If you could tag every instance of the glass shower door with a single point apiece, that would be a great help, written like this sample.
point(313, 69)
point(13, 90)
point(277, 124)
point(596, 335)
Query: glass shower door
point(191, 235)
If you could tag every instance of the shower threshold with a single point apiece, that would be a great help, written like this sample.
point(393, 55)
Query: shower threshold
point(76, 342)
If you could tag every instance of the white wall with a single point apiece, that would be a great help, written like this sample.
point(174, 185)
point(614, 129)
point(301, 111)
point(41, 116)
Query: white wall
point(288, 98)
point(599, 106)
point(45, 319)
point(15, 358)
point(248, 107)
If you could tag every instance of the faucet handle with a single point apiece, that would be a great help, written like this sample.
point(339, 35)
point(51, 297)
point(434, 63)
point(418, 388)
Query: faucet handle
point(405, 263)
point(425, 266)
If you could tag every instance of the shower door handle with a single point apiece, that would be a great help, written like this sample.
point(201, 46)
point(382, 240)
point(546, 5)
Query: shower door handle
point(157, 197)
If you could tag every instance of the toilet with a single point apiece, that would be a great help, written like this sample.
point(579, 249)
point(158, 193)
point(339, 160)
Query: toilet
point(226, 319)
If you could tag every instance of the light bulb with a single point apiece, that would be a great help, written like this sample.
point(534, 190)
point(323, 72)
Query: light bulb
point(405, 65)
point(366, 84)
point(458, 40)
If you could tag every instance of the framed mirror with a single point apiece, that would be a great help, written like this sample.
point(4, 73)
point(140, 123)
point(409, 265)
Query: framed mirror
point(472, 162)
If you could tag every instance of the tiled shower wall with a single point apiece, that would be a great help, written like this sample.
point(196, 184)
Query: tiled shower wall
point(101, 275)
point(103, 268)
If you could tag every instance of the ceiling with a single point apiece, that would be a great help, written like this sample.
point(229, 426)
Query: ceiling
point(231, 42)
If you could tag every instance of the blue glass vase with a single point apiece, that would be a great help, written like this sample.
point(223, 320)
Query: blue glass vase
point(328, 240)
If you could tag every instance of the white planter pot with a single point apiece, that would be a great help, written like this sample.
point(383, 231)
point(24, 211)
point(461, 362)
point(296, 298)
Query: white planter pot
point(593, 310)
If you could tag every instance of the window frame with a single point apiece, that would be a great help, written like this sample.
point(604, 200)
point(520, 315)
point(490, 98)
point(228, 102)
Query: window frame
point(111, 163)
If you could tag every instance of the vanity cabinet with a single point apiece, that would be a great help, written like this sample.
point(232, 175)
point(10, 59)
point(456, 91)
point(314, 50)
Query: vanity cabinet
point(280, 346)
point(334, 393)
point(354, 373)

◆ ◆ ◆ ◆ ◆

PROBLEM DETAILS: Each line above needs to be written out again exactly.

RESPONSE TO THE TASK:
If you could tag every instance of the glass shower door with a single point apiece, that would be a great help, written like this sample.
point(313, 69)
point(13, 90)
point(277, 124)
point(596, 335)
Query: glass shower door
point(191, 235)
If you could tag every instance of the shower threshold with a single point apiece, that would be a great help, written like this sample.
point(393, 55)
Query: shower threshold
point(76, 342)
If you could tag every instance of the white wall with a single point apiece, that would be a great help, written like this sample.
point(174, 185)
point(614, 129)
point(301, 111)
point(41, 116)
Query: white wall
point(288, 98)
point(599, 106)
point(45, 319)
point(15, 358)
point(248, 107)
If you could tag every instance of the faucet handle with a single point apiece, that would be a great help, written like this sample.
point(339, 35)
point(51, 297)
point(434, 63)
point(418, 388)
Query: faucet handle
point(405, 263)
point(425, 266)
If you could tag every instance of the shower door handle with a single point apiece, that would be a great help, written like this sample.
point(201, 46)
point(382, 240)
point(546, 5)
Query: shower door handle
point(157, 197)
If you could tag every instance of the toilet with a single point apiece, that would be a great help, written like this sample.
point(579, 249)
point(158, 193)
point(339, 160)
Query: toilet
point(226, 319)
If you could tag every instance of the light bulb with a single point apiece, that would be a great help, written like this sample.
point(534, 190)
point(323, 72)
Query: light bulb
point(405, 65)
point(366, 84)
point(458, 40)
If you could tag every instance of the framed mirror with a single point apiece, that would be a great help, written like this sample.
point(4, 73)
point(140, 123)
point(409, 265)
Query: framed mirror
point(472, 162)
If you could tag every instance of the tiled shower wall with a single point apiece, that would be a great help, written like this sample.
point(196, 184)
Query: tiled shower wall
point(101, 275)
point(103, 268)
If you could tag every instance of the ceiling with a single point apiece, that would be a great help, written like this sample.
point(229, 426)
Query: ceiling
point(231, 42)
If you could tag every instance of the blue glass vase with a single point apiece, that would be a great help, written like this sample.
point(223, 320)
Query: blue glass vase
point(328, 240)
If you could tag every instance of the white planter pot with a single point apiece, that would be a great help, written like this sample.
point(383, 231)
point(24, 211)
point(461, 362)
point(296, 298)
Query: white planter pot
point(593, 310)
If you could tag every instance of the window frame with a single point apiece, that would be a great help, written like this sample.
point(604, 200)
point(520, 315)
point(490, 98)
point(228, 102)
Query: window frame
point(111, 163)
If you could tag every instance of the vanity cabinet with a single point apiece, that would be a great help, written like this sample.
point(232, 175)
point(10, 59)
point(456, 91)
point(314, 50)
Query: vanity cabinet
point(280, 346)
point(334, 393)
point(354, 373)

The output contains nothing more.